• _Data entries_
-=-=-=-=-
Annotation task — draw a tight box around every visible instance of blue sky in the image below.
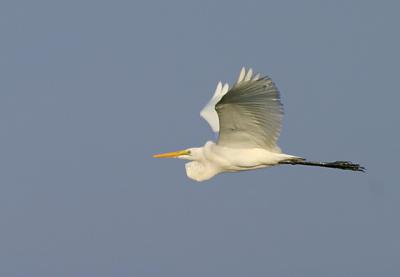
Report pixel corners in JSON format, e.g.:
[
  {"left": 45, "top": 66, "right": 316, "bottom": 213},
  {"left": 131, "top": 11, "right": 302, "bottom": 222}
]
[{"left": 0, "top": 1, "right": 400, "bottom": 276}]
-=-=-=-=-
• _Work required_
Pull out every line of the material that contains the string "bottom", matching case exactly.

• _Problem solution_
  {"left": 45, "top": 66, "right": 316, "bottom": 213},
  {"left": 131, "top": 11, "right": 302, "bottom": 222}
[{"left": 0, "top": 1, "right": 400, "bottom": 276}]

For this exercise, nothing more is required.